- Trecho

━━━━

Foto: Reprodução UNICEF

Por Joelma Stella e Renata Renovato

Em pouco mais de 4 meses de aulas presenciais, professores, alunos e funcionários de escolas vêm demonstrando uma grande dificuldade na adaptação à rotina escolar, por inúmeros motivos.

Em março de 2022, a Unesco, junto com a Unicef e o Banco Mundial, emitiram uma nota coletiva na qual sinalizam acerca da urgência de discutirmos o hiato educacional deixado na vida das crianças pela pandemia, e suas terríveis consequências.

O que já podemos perceber, é que muitas dificuldades podem ser esperadas no desenvolvimento dessa geração, caso os países não tomem medidas estratégicas para sanar a lacuna deixada após o fechamento das escolas em 2020. O fechamento das escolas atingiu principalmente as crianças que vivem em situação de vulnerabilidade socioeconômica. Segundo a UNESCO, no seu ápice, a pandemia da COVID-19 impactou mais de 1,5 bilhão de estudantes em 188 países – o que representa cerca de 91% do total de estudantes no planeta.

Além de sérias perdas no processo de aprendizagem, vemos que principalmente na infância, período fundamental para a alfabetização e desenvolvimento cognitivo, houve também a perda da socialização no ambiente escolar. Esse déficit promove uma série de outras dificuldades vivenciadas por alunos e professores, entre elas, a apatia, a depressão e até mesmo a violência.

O que agravou este cenário, foi o fato de que as escolas não estavam preparadas para o ensino remoto, ele não era uma possibilidade real quando a pandemia fez com que instituições de ensino e professores se adaptassem, às pressas, a essa nova realidade. Segundo dados divulgados na Ágora: Revista Acadêmica de Formação de Professores, além da falta de preparo para lidar com este cenário, os profissionais de educação, assim como as crianças, tiveram que lidar com questões emocionais em decorrência da pandemia. De acordo com a revista, os educadores entrevistados relataram ansiedade (67%), cansaço (38%) e tédio (36%) durante o período de aulas remotas. E com o retorno às aulas presenciais, educadores e familiares têm percebido, de modo mais direto, o impacto da pandemia nos alunos.

Durante a pandemia, os alunos com dificuldade de acesso a internet foram os mais afetados. Em pesquisa realizada, neste período, pela Undime (União dos Dirigentes Municipais de Educação) em parceria com o Consed (Conselho Nacional de Secretários de Educação), e apoio do CIEB (Centro de Inovação para a Educação Brasileira), Fundação Itaú Social, Fundação Lemann e Unicef (Fundo das Nações Unidas para a Infância), foi identificado que 79% dos alunos diziam ter acesso à internet, no entanto, 46% só conseguiam fazê-lo por celular, o que limitava tanto o trabalho do professor como a experiência de aprendizagem dos alunos.

━━━━

[Dados de localização de objetos a partir de linguagem natural]
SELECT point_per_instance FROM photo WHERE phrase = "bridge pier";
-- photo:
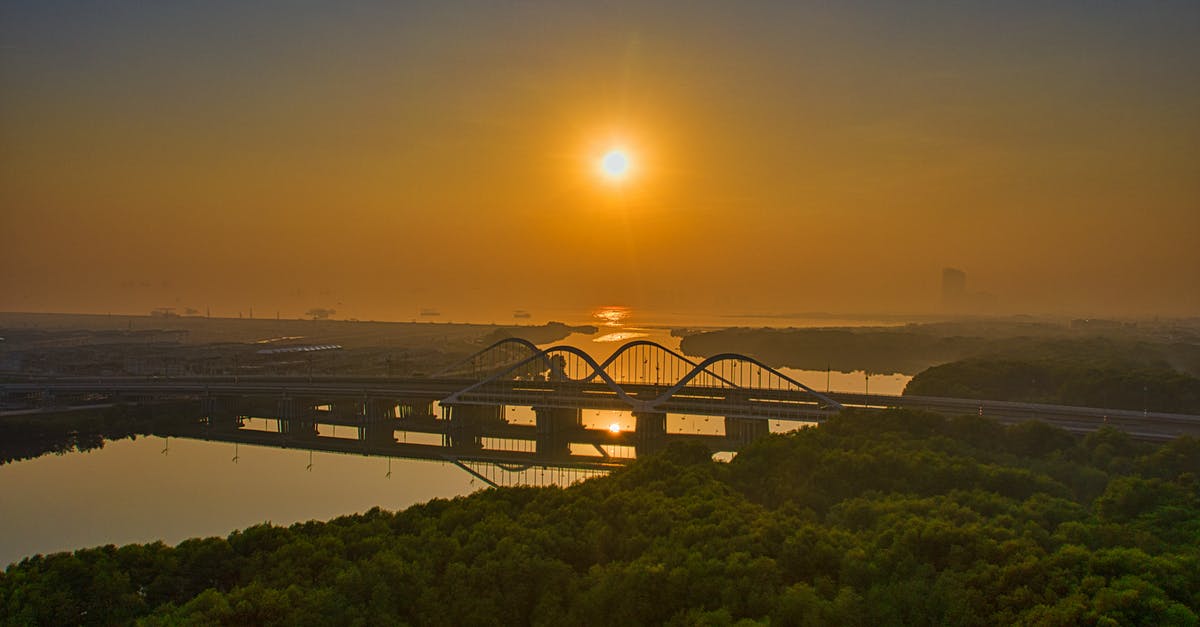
(555, 427)
(742, 431)
(222, 411)
(466, 423)
(651, 431)
(415, 407)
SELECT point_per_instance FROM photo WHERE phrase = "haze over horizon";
(381, 157)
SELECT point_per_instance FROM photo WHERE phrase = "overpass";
(645, 378)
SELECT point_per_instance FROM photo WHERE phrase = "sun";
(616, 165)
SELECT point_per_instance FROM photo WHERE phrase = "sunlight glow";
(616, 165)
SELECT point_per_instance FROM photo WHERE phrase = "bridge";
(467, 413)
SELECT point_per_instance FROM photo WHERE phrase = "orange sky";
(379, 159)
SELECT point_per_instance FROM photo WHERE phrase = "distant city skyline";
(714, 157)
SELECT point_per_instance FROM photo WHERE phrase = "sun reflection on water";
(611, 316)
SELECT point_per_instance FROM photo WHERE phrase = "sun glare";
(616, 165)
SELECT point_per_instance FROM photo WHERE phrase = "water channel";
(169, 489)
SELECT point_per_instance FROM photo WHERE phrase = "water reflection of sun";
(611, 316)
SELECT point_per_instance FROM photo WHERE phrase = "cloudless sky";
(381, 157)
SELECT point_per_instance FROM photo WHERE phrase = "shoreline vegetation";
(1125, 368)
(893, 518)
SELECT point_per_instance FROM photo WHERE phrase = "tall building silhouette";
(954, 290)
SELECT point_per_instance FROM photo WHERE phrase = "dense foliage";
(895, 518)
(1062, 381)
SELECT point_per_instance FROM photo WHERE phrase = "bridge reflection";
(497, 445)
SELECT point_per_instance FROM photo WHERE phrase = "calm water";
(153, 489)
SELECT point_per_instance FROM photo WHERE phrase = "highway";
(724, 401)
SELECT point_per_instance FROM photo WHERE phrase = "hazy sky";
(381, 157)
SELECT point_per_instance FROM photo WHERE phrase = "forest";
(1155, 388)
(893, 518)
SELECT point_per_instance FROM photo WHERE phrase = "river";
(169, 489)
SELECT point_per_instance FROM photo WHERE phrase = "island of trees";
(893, 518)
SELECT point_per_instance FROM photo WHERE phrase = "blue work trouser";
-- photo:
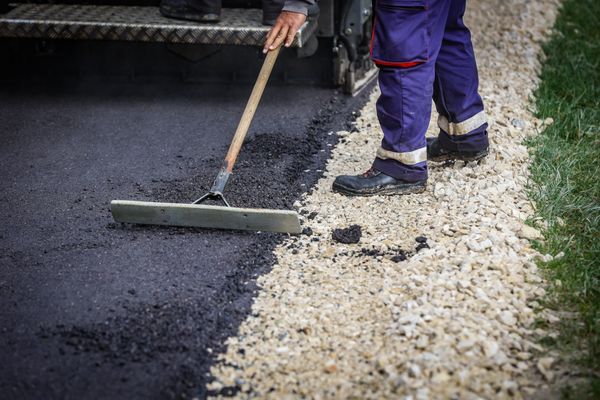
(424, 51)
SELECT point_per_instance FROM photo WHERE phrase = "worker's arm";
(287, 24)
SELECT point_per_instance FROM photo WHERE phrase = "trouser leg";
(406, 42)
(462, 121)
(271, 10)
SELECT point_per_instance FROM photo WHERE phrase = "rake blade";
(202, 216)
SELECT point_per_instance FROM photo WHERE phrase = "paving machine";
(332, 48)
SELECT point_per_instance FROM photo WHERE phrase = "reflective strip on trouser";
(408, 158)
(404, 107)
(464, 127)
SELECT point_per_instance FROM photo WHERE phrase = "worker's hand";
(284, 30)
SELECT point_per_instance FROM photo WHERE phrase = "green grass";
(566, 180)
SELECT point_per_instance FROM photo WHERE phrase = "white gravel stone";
(453, 321)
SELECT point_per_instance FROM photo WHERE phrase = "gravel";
(454, 319)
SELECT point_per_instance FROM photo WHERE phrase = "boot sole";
(459, 157)
(186, 15)
(413, 189)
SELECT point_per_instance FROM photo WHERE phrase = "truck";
(332, 48)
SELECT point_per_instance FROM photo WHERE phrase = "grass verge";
(566, 180)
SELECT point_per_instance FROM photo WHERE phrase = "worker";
(210, 10)
(423, 50)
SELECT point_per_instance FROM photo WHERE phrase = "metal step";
(139, 24)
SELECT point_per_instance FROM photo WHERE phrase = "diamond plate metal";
(138, 24)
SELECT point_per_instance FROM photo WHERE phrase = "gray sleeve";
(300, 6)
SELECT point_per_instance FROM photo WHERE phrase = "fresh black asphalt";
(94, 309)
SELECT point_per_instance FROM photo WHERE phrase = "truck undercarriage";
(331, 48)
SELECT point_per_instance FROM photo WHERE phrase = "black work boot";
(374, 182)
(435, 152)
(192, 10)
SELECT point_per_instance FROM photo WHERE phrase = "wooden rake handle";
(250, 110)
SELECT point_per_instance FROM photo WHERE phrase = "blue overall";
(423, 50)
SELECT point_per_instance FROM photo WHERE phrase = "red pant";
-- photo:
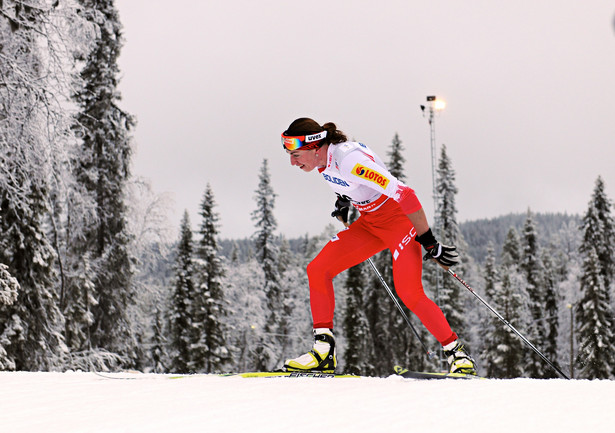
(387, 227)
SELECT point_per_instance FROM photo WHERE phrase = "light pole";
(570, 307)
(433, 106)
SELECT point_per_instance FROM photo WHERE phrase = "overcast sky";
(529, 86)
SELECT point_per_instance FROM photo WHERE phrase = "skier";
(391, 217)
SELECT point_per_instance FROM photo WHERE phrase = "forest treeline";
(89, 279)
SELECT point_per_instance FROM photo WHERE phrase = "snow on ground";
(87, 402)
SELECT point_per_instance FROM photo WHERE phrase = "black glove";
(446, 255)
(342, 207)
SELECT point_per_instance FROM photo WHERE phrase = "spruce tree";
(551, 311)
(102, 170)
(451, 302)
(396, 159)
(505, 351)
(594, 311)
(489, 341)
(595, 322)
(359, 352)
(182, 301)
(211, 352)
(598, 229)
(265, 243)
(32, 137)
(532, 270)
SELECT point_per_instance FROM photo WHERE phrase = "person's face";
(306, 160)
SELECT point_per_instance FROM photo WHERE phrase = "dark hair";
(305, 125)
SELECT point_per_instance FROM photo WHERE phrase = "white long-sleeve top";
(355, 171)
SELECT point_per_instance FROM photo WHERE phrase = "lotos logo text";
(335, 180)
(371, 175)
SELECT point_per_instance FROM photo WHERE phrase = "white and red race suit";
(355, 171)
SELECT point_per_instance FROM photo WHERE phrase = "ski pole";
(502, 319)
(430, 354)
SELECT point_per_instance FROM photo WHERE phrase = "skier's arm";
(419, 221)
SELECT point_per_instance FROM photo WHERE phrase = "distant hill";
(477, 234)
(550, 228)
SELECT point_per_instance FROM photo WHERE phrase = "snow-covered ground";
(87, 402)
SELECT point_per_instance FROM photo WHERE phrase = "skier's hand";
(342, 207)
(446, 255)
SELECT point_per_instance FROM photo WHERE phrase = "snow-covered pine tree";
(9, 286)
(210, 351)
(396, 158)
(102, 169)
(532, 270)
(451, 302)
(595, 322)
(180, 310)
(504, 353)
(488, 343)
(267, 250)
(552, 299)
(394, 342)
(598, 229)
(33, 131)
(594, 312)
(159, 341)
(358, 354)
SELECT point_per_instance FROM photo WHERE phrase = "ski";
(421, 375)
(292, 374)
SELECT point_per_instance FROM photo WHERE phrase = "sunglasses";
(305, 141)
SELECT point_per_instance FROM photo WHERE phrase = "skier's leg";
(348, 248)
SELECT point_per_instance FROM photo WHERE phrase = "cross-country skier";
(391, 217)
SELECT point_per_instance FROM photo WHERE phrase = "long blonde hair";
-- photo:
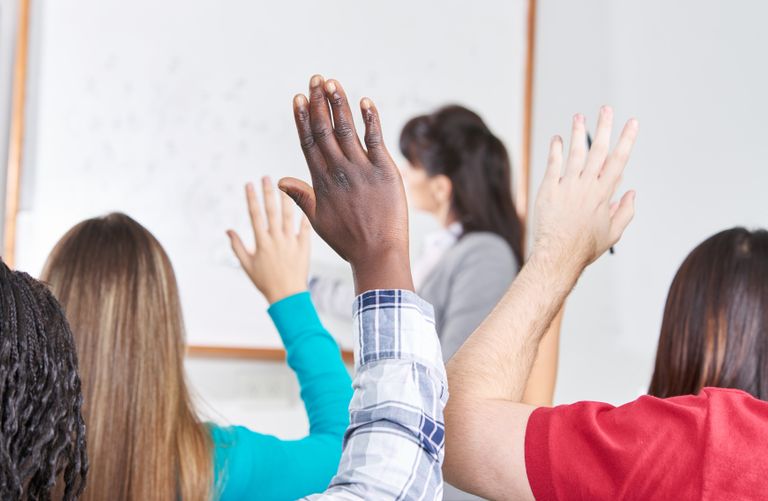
(119, 291)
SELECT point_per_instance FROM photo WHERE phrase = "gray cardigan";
(466, 284)
(463, 287)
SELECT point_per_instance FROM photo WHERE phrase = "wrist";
(558, 270)
(386, 270)
(278, 294)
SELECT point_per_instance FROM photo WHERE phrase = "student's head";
(42, 435)
(715, 326)
(459, 171)
(119, 290)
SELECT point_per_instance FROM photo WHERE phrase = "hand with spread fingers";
(576, 220)
(279, 264)
(357, 201)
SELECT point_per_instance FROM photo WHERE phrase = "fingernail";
(300, 101)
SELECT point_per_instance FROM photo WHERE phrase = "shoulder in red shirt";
(710, 446)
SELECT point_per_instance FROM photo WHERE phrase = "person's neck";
(446, 218)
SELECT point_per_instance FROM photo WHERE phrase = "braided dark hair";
(456, 142)
(42, 433)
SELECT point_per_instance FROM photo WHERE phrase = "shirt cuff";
(295, 315)
(396, 324)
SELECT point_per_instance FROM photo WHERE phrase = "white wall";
(8, 17)
(693, 72)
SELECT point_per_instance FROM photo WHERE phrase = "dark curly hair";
(42, 433)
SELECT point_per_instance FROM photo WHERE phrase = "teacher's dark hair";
(715, 326)
(42, 434)
(455, 142)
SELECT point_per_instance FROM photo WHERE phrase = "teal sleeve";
(250, 465)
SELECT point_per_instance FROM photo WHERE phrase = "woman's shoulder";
(483, 244)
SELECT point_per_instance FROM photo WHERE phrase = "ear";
(441, 188)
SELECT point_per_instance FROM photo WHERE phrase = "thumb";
(301, 193)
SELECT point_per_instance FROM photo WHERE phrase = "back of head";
(42, 434)
(715, 326)
(118, 287)
(455, 142)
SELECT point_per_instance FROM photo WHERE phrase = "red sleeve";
(691, 447)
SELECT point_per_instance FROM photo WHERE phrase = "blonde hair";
(119, 291)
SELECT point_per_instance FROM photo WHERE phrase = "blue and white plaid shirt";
(394, 446)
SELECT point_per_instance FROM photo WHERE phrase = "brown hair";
(119, 291)
(42, 433)
(456, 142)
(715, 327)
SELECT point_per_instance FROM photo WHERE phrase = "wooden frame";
(15, 163)
(16, 142)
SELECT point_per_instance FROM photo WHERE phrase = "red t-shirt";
(711, 446)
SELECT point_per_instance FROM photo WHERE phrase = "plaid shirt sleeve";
(394, 446)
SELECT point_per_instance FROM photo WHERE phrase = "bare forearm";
(496, 360)
(540, 387)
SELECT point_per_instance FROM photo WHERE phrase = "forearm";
(540, 388)
(496, 360)
(314, 356)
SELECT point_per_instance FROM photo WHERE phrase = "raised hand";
(357, 201)
(575, 218)
(279, 264)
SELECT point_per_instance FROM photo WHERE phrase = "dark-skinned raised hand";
(357, 201)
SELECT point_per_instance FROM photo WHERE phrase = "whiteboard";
(163, 110)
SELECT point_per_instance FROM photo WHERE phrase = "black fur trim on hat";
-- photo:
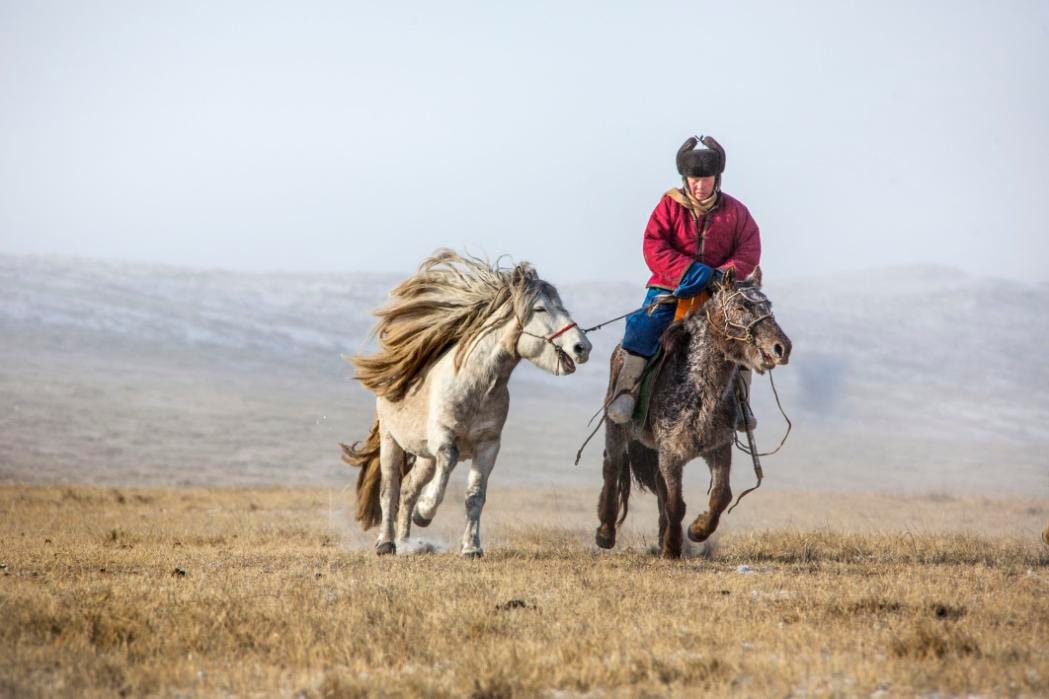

━━━━

- O que fazer
A: Segundo o artigo, quantos estudantes a pandemia de COVID-19 atingiu no seu ápice, de acordo com a UNESCO?
B: Reescreva todo o trecho do artigo que vai de "Além de sérias" até "mesmo a violência.", trocando "apatia" por "desmotivação".

- Respostas escritas
A: Mais de 1,5 bilhão de estudantes em 188 países.

B:
Além de sérias perdas no processo de aprendizagem, vemos que principalmente na infância, período fundamental para a alfabetização e desenvolvimento cognitivo, houve também a perda da socialização no ambiente escolar. Esse déficit promove uma série de outras dificuldades vivenciadas por alunos e professores, entre elas, a desmotivação, a depressão e até mesmo a violência.